- **Task 1**
Reproduce the records below word for word, starting at their first line and ending at the line that contains "M252 256L256 1L3".

- **Document**
★ ★ ★ ★ ★

The 1980s started with a tough season for Progresul, which managed to maintain in the first division by having a better goal difference than Politehnica Iași, after scoring a goal at the end of the last day of the season. Remarkable were also the victories against Steaua (1-0) and Universitatea Craiova (3-2). In the following championship, Progresul relegated, along with Universitatea Cluj and UTA Arad. In the 1980s, teams such as FC Olt Scornicești, Flacăra Moreni and Victoria București appeared on the first stage of Romanian football. The management of the club tried to replace Viorel Mateianu, who has returned to the team after the successful experiment from Baia Mare, with Robert Cosmoc. The results were unsatisfactory and in the spring, the team reached the 10th place. Distinguished journalist Radu Cosașu, a sympathizer of "the bankers", wrote about this period: "Throughout these years, Progresul has strengthened me through suffering."

The decade continued in a bad rhythm for the team from the Sycamore Park which didn't manage to promote in the first league for six years, in which it finished on the following positions: 1983–84 – 10th, 1984–85 – 3rd, 1985–86 – 2nd, 1986–87 – 2nd. After three seasons in which Progresul fought for promotion, the lack of success and of an own stadium, after the decision to decommission the Dr. Staicovici Stadium, led the club in a state of demoralization and by playing its home matches on more than six different stadiums (Autobuzul, Giulești, ICSIM, Mecanica Fină, Metalul, 23 August, Voința, etc.) has only accentuated this state.

★ ★ ★ ★ ★

- **Data provided**
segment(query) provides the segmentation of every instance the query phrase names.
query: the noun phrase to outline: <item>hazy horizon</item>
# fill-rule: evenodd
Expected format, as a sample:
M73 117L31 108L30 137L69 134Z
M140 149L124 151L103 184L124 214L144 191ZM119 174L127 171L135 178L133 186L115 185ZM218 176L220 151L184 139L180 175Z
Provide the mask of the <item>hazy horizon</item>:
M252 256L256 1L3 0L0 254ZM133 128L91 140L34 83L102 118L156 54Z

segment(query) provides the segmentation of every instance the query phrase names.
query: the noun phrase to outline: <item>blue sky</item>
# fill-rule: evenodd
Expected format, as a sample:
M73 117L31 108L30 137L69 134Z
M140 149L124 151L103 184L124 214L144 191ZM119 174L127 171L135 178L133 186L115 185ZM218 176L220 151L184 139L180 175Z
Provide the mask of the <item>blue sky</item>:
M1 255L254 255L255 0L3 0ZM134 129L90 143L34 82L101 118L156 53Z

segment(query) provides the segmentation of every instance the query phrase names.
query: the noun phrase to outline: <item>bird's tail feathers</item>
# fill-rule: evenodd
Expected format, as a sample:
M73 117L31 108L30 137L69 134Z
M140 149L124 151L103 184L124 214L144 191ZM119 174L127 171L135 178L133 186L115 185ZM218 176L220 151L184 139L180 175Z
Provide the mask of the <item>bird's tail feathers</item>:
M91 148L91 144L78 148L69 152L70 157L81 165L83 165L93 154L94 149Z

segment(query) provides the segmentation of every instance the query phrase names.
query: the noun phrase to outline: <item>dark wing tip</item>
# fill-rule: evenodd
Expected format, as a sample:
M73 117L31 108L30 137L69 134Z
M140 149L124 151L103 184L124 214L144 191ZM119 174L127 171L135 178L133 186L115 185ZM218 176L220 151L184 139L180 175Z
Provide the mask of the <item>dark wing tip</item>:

★ ★ ★ ★ ★

- **Task 2**
Quote the text about Progresul in the 1980s, starting at "The decade continued" and ending at "accentuated this state.".

- **Expected answer 1**
segment(query) provides the segmentation of every instance the query phrase names.
query: the noun phrase to outline: <item>hazy horizon</item>
# fill-rule: evenodd
Expected format, as a sample:
M73 117L31 108L30 137L69 134Z
M140 149L124 151L103 184L124 214L144 191ZM119 174L127 171L135 178L133 186L115 185ZM218 176L220 151L184 139L180 175Z
Provide the mask of the <item>hazy horizon</item>:
M252 256L256 1L3 0L0 254ZM133 128L91 140L34 83L102 118L156 54Z

- **Expected answer 2**
The decade continued in a bad rhythm for the team from the Sycamore Park which didn't manage to promote in the first league for six years, in which it finished on the following positions: 1983–84 – 10th, 1984–85 – 3rd, 1985–86 – 2nd, 1986–87 – 2nd. After three seasons in which Progresul fought for promotion, the lack of success and of an own stadium, after the decision to decommission the Dr. Staicovici Stadium, led the club in a state of demoralization and by playing its home matches on more than six different stadiums (Autobuzul, Giulești, ICSIM, Mecanica Fină, Metalul, 23 August, Voința, etc.) has only accentuated this state.